Start of Supplied data
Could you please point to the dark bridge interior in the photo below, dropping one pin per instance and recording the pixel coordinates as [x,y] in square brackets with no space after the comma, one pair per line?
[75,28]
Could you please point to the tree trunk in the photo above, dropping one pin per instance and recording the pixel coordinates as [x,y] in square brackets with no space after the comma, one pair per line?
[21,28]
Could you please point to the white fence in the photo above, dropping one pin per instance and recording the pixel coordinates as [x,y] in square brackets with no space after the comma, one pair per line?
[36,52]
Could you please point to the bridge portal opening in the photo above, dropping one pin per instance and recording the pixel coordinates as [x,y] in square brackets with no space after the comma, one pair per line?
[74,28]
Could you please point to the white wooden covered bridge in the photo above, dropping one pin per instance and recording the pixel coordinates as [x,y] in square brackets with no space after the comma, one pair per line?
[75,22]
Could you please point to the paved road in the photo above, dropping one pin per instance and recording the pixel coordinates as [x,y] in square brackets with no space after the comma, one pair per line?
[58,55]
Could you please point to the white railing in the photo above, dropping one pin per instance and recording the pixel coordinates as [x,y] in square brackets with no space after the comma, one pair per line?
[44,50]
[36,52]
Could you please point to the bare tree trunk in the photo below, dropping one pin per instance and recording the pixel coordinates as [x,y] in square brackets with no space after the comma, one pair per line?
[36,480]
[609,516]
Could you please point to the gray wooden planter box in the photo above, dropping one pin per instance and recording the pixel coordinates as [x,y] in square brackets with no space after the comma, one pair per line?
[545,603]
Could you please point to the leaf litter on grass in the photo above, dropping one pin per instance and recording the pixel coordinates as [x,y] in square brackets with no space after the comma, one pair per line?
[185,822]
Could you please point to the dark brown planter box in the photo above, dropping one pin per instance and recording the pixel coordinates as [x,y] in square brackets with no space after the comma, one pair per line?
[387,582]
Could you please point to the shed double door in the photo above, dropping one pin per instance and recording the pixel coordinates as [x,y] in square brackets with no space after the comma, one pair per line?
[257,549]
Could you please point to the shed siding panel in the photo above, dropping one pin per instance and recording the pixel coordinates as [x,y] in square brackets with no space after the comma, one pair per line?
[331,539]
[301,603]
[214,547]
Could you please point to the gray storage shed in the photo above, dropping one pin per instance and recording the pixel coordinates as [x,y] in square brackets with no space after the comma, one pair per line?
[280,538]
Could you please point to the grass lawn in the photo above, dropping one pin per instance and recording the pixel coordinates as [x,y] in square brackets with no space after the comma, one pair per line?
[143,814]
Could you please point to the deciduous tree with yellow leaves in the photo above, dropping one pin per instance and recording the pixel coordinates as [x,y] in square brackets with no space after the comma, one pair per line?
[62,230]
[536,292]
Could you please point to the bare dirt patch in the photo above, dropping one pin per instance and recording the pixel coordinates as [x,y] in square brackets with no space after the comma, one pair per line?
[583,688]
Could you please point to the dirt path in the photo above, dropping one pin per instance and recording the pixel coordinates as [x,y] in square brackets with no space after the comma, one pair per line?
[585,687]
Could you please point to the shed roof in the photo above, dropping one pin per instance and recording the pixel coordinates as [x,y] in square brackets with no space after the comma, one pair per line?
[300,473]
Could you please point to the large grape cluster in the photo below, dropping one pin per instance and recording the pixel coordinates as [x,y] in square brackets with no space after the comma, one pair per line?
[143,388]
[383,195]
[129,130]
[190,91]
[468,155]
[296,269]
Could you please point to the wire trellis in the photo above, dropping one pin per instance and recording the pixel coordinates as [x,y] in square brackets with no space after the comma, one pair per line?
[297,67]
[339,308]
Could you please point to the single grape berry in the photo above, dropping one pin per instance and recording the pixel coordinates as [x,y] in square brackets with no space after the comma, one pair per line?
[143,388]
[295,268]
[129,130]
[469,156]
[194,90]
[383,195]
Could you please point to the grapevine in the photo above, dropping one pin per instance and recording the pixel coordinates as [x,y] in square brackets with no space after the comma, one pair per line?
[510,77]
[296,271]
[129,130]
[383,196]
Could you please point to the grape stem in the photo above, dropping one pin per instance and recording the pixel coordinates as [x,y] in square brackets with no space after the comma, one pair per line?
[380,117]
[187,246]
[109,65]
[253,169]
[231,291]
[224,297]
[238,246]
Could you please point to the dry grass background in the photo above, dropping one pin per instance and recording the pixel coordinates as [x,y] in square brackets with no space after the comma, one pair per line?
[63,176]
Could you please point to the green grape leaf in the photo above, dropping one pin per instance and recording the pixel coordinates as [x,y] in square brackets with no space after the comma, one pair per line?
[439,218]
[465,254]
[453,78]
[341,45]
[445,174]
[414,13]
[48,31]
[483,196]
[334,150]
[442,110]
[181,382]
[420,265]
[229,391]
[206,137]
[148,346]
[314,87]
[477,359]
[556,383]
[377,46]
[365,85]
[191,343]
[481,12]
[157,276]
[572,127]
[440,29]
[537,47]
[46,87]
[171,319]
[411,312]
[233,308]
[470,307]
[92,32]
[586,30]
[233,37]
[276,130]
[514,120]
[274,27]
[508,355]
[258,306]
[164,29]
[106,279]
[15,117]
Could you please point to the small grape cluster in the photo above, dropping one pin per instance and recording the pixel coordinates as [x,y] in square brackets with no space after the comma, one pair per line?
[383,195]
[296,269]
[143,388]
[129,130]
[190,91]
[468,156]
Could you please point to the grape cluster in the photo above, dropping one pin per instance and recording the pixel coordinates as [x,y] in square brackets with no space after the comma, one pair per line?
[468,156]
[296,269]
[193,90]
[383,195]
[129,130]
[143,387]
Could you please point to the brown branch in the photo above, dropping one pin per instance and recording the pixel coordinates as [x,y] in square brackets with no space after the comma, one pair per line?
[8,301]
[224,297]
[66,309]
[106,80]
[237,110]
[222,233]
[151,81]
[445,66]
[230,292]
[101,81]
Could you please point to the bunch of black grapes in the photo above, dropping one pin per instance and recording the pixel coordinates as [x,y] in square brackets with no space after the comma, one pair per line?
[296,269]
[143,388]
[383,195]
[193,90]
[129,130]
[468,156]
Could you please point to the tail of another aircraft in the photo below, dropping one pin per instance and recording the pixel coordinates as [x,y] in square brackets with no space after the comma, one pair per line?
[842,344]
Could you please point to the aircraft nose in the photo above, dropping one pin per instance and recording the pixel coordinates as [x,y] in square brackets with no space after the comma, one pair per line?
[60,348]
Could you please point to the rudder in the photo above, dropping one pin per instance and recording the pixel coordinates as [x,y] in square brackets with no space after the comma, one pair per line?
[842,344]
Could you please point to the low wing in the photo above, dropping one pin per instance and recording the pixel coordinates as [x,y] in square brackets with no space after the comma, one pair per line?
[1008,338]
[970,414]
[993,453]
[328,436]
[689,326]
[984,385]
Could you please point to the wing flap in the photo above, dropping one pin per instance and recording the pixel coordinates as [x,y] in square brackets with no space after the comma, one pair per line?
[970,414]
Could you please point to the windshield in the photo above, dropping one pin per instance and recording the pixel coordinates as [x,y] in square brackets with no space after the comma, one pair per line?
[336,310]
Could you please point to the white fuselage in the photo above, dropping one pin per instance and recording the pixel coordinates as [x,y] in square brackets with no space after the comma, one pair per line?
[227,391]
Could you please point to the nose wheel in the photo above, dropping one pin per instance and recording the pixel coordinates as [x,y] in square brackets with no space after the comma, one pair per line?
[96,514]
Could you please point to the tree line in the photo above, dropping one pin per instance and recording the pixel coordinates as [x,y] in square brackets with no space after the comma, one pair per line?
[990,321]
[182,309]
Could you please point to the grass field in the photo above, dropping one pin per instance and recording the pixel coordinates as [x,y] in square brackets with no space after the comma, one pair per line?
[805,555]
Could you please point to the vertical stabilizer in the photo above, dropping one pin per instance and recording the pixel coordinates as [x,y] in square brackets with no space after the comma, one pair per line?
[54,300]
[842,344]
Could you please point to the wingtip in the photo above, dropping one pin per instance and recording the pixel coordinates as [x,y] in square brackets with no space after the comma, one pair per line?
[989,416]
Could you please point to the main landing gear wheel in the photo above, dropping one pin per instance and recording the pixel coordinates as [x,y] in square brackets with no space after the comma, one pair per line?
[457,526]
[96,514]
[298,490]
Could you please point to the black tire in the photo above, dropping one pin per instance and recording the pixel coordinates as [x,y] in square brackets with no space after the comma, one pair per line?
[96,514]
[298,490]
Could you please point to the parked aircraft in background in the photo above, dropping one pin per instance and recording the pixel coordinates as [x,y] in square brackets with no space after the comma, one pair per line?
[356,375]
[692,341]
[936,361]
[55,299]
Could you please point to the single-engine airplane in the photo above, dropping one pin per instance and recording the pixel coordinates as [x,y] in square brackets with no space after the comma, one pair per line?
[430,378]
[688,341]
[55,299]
End of Supplied data
* [Set task]: Only the lines from the one with "Could you please point to the parked" through the end of the material are wanted; copy them exactly, both ends included.

* [In response]:
Could you please point to the parked aircraft in background in the photo above, dropping one pin per instance and recording the pixel coordinates as [x,y] in square brackets with no space after the comma, one pair per line?
[356,375]
[692,341]
[936,361]
[55,299]
Could you please point to the single-engine airplane in the photo above, dropping one pin per instance and recording the pixel coordinates as [x,y] in square brackets with no space after the comma, one pair per line?
[430,378]
[688,341]
[55,299]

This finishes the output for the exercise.